_SOURCE MATERIAL_
[start]

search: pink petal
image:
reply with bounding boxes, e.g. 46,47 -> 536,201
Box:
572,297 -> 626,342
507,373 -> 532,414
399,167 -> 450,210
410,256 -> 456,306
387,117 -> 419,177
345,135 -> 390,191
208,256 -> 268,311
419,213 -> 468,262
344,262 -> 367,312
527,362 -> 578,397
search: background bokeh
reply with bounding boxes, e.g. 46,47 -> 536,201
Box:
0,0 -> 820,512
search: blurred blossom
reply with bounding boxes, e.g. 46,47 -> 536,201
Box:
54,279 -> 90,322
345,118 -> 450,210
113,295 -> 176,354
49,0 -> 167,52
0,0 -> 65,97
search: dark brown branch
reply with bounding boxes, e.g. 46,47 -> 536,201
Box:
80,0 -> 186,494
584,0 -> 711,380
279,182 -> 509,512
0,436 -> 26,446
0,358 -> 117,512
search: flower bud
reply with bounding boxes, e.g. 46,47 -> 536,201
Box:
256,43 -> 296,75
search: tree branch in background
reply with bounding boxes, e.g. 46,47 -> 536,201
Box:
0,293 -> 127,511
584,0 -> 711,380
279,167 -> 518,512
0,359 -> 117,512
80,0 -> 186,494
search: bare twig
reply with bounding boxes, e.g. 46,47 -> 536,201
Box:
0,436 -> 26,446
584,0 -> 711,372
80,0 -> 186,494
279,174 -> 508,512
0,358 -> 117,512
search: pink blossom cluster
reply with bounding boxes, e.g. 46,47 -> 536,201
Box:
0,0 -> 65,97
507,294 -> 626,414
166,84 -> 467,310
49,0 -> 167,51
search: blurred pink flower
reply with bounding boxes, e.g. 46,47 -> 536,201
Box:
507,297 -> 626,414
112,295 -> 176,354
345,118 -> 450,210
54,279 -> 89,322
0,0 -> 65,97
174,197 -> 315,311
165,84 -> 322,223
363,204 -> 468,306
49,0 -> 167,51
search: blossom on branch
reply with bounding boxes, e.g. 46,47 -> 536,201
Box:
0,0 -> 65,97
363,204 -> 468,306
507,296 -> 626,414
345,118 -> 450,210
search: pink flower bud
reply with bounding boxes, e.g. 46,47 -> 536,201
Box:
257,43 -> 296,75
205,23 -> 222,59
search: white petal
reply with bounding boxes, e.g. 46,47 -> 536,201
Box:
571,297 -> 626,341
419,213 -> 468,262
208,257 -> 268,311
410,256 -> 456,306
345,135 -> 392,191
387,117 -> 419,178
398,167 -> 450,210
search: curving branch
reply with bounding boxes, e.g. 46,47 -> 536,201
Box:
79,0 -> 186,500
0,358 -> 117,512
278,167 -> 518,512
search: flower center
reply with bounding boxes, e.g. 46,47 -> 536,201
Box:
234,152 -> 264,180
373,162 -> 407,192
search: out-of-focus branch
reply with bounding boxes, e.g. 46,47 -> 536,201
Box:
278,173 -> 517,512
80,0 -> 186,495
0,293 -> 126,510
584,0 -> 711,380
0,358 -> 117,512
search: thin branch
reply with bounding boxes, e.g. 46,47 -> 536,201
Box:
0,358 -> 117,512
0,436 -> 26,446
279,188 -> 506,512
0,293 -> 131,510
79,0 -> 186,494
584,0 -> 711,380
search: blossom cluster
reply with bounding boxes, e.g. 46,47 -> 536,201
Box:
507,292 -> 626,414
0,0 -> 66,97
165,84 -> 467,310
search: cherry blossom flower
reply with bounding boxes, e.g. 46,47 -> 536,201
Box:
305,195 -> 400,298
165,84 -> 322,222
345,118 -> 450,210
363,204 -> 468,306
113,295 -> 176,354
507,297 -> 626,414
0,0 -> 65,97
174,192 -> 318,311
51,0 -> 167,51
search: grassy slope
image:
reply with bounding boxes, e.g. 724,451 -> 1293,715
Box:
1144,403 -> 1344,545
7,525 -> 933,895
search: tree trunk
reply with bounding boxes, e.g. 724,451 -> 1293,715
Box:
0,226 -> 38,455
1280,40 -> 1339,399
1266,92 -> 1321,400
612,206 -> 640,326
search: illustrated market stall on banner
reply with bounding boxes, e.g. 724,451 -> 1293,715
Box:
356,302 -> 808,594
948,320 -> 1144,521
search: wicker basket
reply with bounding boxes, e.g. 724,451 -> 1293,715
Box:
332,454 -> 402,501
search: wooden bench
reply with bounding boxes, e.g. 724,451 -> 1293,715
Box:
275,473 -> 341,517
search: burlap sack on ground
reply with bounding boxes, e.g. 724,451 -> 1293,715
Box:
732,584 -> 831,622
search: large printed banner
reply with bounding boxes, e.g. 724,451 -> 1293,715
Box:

[end]

_WHAT IS NEEDED_
Render every line of the data above as a numbered list, leaving out any blank lines.

_TASK RESULT_
1. search: pink petal
2. image:
3. reply with bounding boxes, e.g. 46,47 -> 536,201
4. Box:
5. 572,297 -> 626,342
6. 507,373 -> 532,414
7. 399,167 -> 450,210
8. 410,256 -> 456,306
9. 387,117 -> 419,177
10. 345,135 -> 390,191
11. 208,256 -> 268,311
12. 419,213 -> 468,262
13. 344,262 -> 367,312
14. 527,362 -> 578,397
15. search: background bokeh
16. reply with bounding boxes, e.g. 46,47 -> 536,201
17. Box:
18. 0,0 -> 820,512
19. search: blurred blossom
20. reply with bounding boxes, e.g. 46,47 -> 536,201
21. Box:
22. 54,279 -> 90,322
23. 345,118 -> 450,210
24. 113,295 -> 176,354
25. 49,0 -> 167,52
26. 0,0 -> 65,97
27. search: dark brown branch
28. reply with bounding boxes, e.g. 46,47 -> 536,201
29. Box:
30. 80,0 -> 186,494
31. 584,0 -> 711,380
32. 279,182 -> 509,512
33. 0,436 -> 26,446
34. 0,358 -> 117,512
35. search: flower bud
36. reply with bounding boxes, e.g. 46,47 -> 536,201
37. Box:
38. 256,43 -> 296,75
39. search: tree branch in background
40. reply with bounding boxes, e.g. 46,47 -> 536,201
41. Box:
42. 0,293 -> 127,511
43. 584,0 -> 711,380
44. 279,167 -> 518,512
45. 0,359 -> 117,512
46. 80,0 -> 186,494
47. search: bare twig
48. reply with bounding boxes, e.g. 46,47 -> 536,201
49. Box:
50. 0,436 -> 26,446
51. 584,0 -> 711,372
52. 80,0 -> 186,494
53. 279,174 -> 508,512
54. 0,358 -> 117,512
55. search: pink blossom cluster
56. reply with bounding boxes, e.g. 46,47 -> 536,201
57. Box:
58. 0,0 -> 65,97
59. 507,294 -> 626,414
60. 166,84 -> 467,310
61. 49,0 -> 167,51
62. search: blurred pink flower
63. reply with bounding boxes, e.g. 46,47 -> 536,201
64. Box:
65. 507,297 -> 626,414
66. 112,295 -> 176,354
67. 345,118 -> 450,210
68. 54,279 -> 89,322
69. 0,0 -> 65,97
70. 174,197 -> 315,311
71. 165,84 -> 322,223
72. 363,204 -> 468,306
73. 49,0 -> 167,51
74. search: blossom on branch
75. reply with bounding boxes, e.g. 46,47 -> 536,201
76. Box:
77. 0,0 -> 65,97
78. 363,204 -> 468,306
79. 507,296 -> 626,414
80. 345,118 -> 450,210
81. search: pink flower bud
82. reply with bounding boxes, e.g. 46,47 -> 536,201
83. Box:
84. 257,43 -> 296,75
85. 205,23 -> 222,59
86. search: white petal
87. reply with bounding boxes, e.g. 46,47 -> 536,201
88. Box:
89. 571,297 -> 626,341
90. 419,213 -> 468,262
91. 208,257 -> 268,311
92. 410,256 -> 456,306
93. 345,135 -> 392,191
94. 387,117 -> 419,178
95. 398,167 -> 450,210
96. search: curving branch
97. reply with bounding boxes, e.g. 46,47 -> 536,201
98. Box:
99. 79,0 -> 186,500
100. 0,358 -> 117,512
101. 278,167 -> 518,512
102. search: flower center
103. reply with bounding boxes, e.g. 46,47 -> 536,201
104. Box:
105. 234,152 -> 264,180
106. 373,162 -> 407,192
107. search: out-of-focus branch
108. reply with bounding boxes, e.g. 46,47 -> 536,201
109. Box:
110. 278,173 -> 517,512
111. 80,0 -> 186,495
112. 0,293 -> 126,510
113. 584,0 -> 711,380
114. 0,358 -> 117,512
115. search: thin branch
116. reply with bounding boxes, e.g. 46,47 -> 536,201
117. Box:
118. 0,358 -> 117,512
119. 0,436 -> 26,446
120. 279,188 -> 506,512
121. 0,293 -> 131,510
122. 79,0 -> 186,494
123. 584,0 -> 711,380
124. search: blossom cluster
125. reply with bounding boxes, e.g. 46,47 -> 536,201
126. Box:
127. 507,292 -> 626,414
128. 0,0 -> 66,97
129. 165,84 -> 467,310
130. search: cherry blossom flower
131. reply with bounding boxes, e.g. 46,47 -> 536,201
132. Box:
133. 305,195 -> 400,298
134. 165,84 -> 322,222
135. 345,118 -> 450,210
136. 363,204 -> 468,306
137. 113,295 -> 176,354
138. 507,297 -> 626,414
139. 0,0 -> 65,97
140. 174,192 -> 318,311
141. 51,0 -> 167,51
142. search: grassy slope
143. image:
144. reply with bounding boxes, e.g. 724,451 -> 1293,715
145. Box:
146. 1144,403 -> 1344,545
147. 7,525 -> 933,895
148. search: tree trunk
149. reply with bounding boxes, e.g. 724,451 -> 1293,715
150. Box:
151. 0,226 -> 38,455
152. 1280,40 -> 1339,399
153. 1266,92 -> 1321,400
154. 612,206 -> 640,326
155. search: illustrated market stall on banner
156. reply with bounding boxes, e.g. 724,451 -> 1293,715
157. Box:
158. 356,302 -> 808,594
159. 948,320 -> 1144,521
160. search: wicker basket
161. reply with bounding boxes, e.g. 724,451 -> 1293,715
162. Box:
163. 332,454 -> 402,501
164. search: wooden bench
165. reply with bounding boxes, e.g. 724,451 -> 1293,715
166. Box:
167. 275,473 -> 341,517
168. search: burlap sack on ground
169. reply with bounding boxes, e.g. 724,451 -> 1293,715
170. Box:
171. 732,584 -> 831,622
172. search: large printed banner
173. reply with bounding boxes, e.g. 724,451 -> 1293,715
174. Box:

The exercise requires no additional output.